■ EXERCISE DETAILS ■
Report each line of the records below that contains the word "stone", copying every such line in full.

Data records

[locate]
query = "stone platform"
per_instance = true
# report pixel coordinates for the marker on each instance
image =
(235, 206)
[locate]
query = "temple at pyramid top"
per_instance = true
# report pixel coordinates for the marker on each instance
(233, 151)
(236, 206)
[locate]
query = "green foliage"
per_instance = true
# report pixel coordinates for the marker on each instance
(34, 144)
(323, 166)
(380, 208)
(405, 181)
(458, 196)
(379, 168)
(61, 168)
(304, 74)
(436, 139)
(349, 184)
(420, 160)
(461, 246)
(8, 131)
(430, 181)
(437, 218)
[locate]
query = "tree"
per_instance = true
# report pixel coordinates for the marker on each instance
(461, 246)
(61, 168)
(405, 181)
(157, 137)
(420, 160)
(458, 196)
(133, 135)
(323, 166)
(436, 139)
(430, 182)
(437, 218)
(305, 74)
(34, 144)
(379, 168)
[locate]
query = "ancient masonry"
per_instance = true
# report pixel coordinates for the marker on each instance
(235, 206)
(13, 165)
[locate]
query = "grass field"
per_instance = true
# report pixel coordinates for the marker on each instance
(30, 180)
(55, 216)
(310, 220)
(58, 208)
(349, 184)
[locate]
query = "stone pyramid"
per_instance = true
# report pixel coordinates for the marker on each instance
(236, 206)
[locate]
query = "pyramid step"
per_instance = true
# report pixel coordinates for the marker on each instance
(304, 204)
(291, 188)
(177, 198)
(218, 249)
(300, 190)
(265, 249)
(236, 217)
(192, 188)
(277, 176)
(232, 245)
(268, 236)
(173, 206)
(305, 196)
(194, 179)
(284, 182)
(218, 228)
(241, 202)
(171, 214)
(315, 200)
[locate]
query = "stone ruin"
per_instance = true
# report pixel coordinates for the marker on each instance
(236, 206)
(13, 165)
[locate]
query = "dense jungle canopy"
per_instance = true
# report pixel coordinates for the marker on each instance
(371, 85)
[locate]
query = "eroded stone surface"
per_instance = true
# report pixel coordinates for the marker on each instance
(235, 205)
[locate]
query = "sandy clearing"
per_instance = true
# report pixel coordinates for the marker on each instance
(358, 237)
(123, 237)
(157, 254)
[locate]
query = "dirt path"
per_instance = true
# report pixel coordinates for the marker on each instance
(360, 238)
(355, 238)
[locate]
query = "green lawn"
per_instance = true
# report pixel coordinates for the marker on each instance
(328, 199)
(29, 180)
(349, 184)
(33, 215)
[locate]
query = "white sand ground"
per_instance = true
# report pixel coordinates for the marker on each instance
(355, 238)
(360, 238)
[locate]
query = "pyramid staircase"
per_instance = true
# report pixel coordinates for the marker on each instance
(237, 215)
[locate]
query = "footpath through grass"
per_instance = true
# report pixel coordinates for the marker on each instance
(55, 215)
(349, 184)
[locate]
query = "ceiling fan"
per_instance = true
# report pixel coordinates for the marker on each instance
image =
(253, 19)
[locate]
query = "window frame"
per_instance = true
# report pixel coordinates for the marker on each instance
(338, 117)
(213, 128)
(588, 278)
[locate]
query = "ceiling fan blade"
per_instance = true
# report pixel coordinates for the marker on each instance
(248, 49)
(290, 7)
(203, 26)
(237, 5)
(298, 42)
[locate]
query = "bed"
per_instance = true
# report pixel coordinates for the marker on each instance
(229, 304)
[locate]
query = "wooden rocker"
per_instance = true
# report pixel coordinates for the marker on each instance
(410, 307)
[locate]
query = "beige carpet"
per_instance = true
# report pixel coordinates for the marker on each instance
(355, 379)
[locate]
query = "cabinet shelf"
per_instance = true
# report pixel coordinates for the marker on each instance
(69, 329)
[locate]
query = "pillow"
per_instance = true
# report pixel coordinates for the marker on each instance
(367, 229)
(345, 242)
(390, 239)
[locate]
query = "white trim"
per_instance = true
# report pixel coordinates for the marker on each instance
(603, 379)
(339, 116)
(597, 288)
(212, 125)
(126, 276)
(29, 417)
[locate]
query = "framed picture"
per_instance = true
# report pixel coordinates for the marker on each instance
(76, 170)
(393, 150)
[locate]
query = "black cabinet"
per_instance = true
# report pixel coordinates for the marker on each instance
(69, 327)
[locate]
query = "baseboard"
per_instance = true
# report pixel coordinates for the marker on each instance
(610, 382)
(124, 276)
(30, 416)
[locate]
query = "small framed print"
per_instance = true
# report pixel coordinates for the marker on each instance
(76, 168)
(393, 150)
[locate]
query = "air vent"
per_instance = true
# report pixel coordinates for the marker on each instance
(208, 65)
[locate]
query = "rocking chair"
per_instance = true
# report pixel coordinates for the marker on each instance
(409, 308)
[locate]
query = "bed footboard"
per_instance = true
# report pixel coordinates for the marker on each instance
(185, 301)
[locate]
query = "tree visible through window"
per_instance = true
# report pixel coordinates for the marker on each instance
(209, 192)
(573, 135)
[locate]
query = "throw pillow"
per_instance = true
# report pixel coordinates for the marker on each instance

■ FULL OUTPUT ■
query = "stone platform"
query = "stone pyramid"
query = "stone ruin"
query = "eroded stone surface"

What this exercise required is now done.